- WORK TASK
Starting with the line that has "ear is by providing a bounding box.", retype each line down to the end of the entries below, without leaving any out or adding any.

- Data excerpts
......

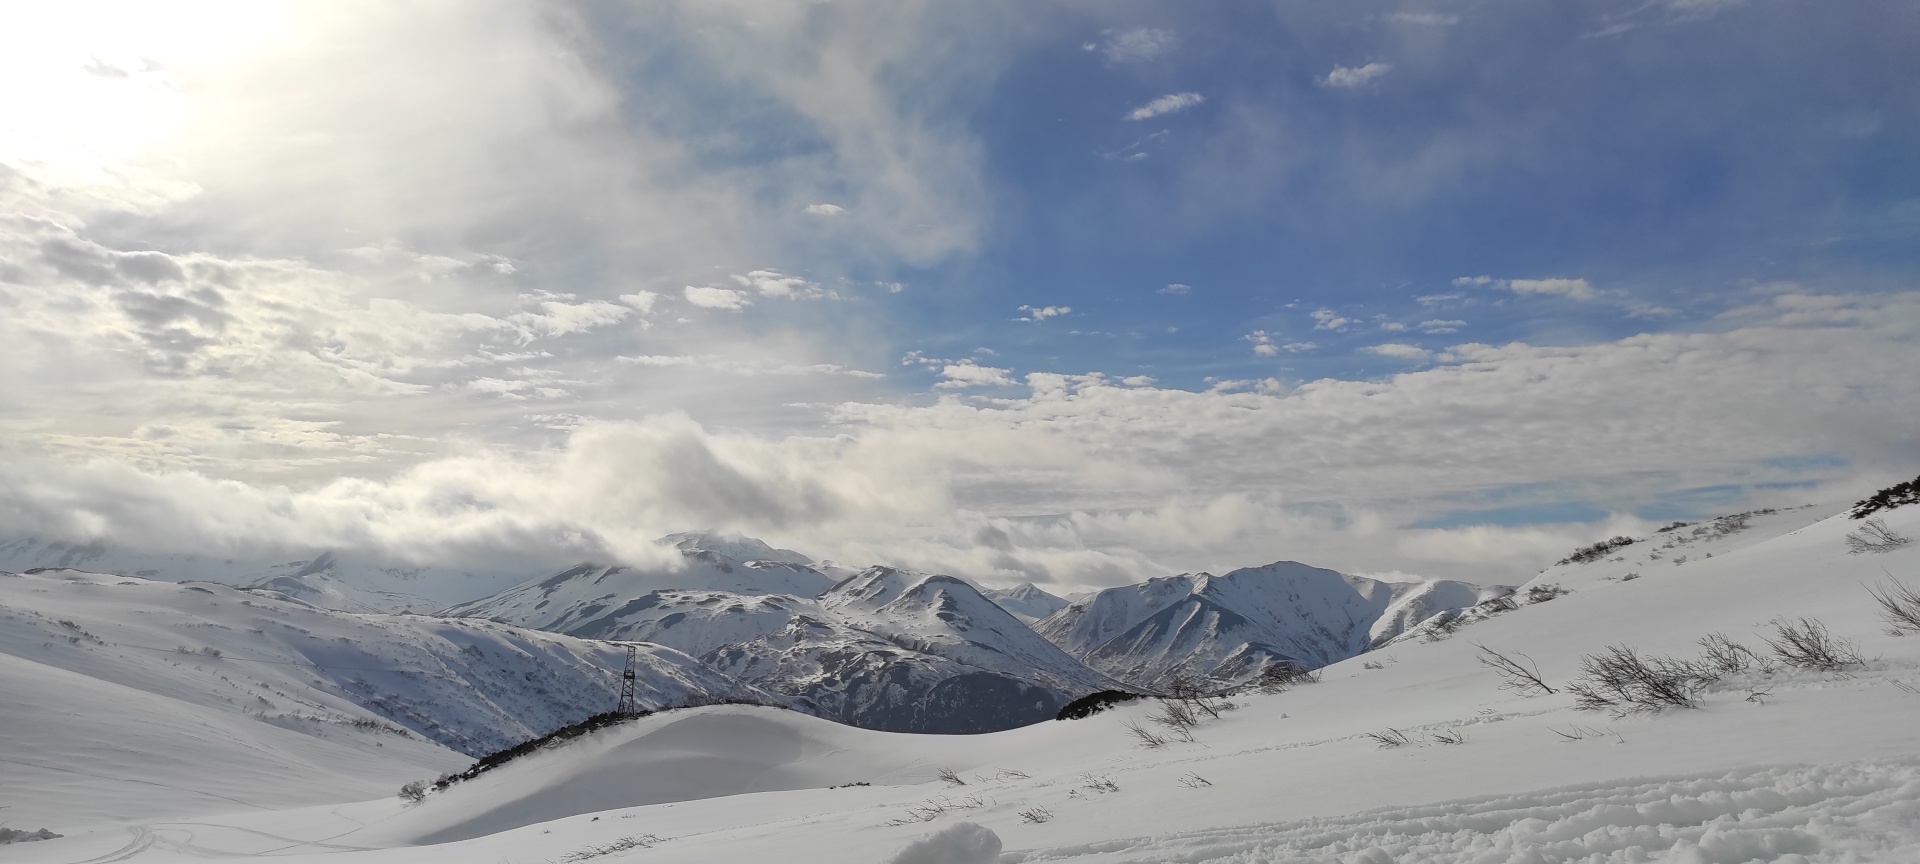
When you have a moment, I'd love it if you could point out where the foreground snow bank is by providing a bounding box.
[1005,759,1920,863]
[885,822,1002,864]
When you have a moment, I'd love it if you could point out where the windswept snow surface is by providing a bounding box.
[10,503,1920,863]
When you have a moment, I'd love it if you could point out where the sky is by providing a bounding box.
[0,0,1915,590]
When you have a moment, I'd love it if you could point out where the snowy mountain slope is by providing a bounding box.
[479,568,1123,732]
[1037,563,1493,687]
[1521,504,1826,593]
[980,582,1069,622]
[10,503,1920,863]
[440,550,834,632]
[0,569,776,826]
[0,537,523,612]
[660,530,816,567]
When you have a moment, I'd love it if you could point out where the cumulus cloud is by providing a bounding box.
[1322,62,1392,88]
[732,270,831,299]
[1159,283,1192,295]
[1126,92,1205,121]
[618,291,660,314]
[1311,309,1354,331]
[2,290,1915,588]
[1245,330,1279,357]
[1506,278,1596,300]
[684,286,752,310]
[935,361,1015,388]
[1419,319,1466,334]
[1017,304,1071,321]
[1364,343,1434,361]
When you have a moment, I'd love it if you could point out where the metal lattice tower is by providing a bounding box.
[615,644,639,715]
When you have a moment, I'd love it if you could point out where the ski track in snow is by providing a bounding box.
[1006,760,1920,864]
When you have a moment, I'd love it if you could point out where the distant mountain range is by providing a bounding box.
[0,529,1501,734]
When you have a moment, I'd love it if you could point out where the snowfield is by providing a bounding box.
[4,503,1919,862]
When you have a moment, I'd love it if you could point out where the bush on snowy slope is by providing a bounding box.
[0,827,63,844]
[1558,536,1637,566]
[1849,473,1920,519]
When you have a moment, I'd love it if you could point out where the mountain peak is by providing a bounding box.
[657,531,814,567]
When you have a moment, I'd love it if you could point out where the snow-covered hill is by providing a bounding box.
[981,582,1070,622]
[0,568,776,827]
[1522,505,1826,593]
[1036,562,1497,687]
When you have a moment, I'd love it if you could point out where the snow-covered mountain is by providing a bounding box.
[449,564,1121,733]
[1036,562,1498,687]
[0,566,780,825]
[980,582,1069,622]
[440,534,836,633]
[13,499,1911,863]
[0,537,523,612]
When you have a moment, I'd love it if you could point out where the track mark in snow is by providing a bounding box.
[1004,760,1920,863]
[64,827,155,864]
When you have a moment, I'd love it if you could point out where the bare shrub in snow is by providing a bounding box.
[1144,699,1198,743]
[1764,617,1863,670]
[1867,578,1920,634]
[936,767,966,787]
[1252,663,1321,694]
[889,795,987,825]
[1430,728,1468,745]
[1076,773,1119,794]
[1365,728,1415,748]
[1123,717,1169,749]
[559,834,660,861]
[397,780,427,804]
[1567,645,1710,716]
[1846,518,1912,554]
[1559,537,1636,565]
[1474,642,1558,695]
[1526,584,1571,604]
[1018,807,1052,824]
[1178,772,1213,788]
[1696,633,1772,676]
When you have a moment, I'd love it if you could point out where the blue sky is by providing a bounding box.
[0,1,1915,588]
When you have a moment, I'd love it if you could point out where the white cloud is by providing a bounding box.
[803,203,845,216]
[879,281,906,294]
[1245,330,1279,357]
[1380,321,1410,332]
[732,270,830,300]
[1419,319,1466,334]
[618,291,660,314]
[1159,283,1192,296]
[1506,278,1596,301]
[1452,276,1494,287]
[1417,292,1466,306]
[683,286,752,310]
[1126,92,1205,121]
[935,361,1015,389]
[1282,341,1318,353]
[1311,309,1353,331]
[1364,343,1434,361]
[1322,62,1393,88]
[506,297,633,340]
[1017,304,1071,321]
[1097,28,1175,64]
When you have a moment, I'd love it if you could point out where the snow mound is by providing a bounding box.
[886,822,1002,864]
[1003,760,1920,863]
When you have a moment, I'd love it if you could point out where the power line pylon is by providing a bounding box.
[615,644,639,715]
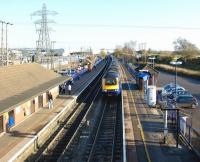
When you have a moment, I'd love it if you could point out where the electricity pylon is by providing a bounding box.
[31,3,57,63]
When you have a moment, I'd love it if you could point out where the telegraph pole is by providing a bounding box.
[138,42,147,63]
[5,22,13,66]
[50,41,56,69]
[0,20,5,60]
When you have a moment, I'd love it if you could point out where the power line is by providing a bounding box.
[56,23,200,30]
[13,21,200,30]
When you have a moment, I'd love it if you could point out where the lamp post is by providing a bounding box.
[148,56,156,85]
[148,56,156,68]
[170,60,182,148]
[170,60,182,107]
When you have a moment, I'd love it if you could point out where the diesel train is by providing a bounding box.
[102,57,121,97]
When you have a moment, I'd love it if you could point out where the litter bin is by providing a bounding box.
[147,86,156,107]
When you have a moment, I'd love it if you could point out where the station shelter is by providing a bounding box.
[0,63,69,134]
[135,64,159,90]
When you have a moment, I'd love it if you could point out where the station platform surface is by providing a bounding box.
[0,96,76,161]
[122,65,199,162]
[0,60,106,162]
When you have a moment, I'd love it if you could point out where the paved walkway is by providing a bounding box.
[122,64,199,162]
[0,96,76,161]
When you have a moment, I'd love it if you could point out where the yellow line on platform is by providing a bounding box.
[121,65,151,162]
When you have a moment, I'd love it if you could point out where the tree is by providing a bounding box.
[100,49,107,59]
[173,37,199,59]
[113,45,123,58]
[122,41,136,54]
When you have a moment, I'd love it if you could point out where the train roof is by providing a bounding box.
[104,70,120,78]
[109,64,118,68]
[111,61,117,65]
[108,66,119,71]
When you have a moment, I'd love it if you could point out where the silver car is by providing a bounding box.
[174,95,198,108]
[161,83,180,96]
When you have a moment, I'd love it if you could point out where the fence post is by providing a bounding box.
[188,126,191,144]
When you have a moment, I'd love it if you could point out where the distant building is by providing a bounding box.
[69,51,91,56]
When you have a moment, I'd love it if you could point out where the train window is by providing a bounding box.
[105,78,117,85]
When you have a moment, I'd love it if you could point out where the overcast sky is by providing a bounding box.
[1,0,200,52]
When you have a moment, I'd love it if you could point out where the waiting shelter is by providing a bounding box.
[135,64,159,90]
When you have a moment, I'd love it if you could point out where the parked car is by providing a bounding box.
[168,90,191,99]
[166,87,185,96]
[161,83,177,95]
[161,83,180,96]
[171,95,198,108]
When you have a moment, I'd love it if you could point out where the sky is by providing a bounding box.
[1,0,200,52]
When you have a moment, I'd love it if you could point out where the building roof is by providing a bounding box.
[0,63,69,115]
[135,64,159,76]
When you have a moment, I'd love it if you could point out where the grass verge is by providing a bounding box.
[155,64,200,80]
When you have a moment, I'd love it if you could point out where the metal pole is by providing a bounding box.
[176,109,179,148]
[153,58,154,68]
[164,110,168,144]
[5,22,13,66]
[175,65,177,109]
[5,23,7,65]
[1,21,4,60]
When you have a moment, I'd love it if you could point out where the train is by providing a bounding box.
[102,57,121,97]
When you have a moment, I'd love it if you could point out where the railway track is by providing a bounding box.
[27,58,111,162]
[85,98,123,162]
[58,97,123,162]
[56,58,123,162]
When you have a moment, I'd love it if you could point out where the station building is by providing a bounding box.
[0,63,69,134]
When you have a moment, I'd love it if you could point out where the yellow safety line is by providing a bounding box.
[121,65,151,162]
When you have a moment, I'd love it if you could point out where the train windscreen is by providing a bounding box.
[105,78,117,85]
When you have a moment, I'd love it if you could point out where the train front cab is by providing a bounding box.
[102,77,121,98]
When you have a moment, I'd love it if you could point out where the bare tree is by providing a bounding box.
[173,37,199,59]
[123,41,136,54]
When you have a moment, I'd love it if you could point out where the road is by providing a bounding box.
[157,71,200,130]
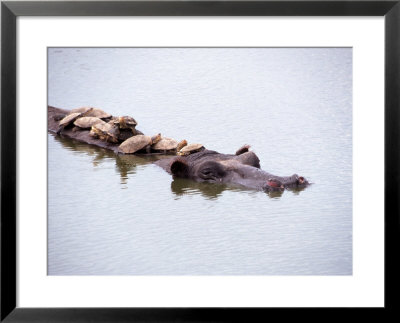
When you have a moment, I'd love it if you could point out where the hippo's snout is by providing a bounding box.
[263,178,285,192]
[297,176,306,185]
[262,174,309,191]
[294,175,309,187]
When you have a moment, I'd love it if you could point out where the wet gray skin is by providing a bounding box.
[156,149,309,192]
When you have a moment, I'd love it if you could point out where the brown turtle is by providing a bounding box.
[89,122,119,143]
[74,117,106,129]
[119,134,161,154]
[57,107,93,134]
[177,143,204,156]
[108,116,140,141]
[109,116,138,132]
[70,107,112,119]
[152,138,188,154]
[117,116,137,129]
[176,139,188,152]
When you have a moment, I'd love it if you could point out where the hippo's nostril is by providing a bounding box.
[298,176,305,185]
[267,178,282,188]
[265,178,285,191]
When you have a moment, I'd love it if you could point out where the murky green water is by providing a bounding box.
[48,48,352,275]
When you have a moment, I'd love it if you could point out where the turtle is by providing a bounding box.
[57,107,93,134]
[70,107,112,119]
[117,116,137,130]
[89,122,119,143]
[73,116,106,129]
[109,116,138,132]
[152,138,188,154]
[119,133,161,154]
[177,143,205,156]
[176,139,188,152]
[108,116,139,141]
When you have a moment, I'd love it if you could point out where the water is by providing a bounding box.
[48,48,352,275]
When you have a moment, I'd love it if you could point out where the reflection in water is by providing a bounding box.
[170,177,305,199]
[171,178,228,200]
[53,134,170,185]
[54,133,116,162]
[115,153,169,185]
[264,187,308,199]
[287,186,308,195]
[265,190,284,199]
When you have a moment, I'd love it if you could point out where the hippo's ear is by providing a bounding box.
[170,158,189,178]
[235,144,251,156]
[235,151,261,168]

......

- YOUR SOLUTION
When you have a moment, I'd love it if you could point out where the hippo's ear is by providing a bounding box.
[170,158,189,178]
[235,144,251,156]
[235,151,261,168]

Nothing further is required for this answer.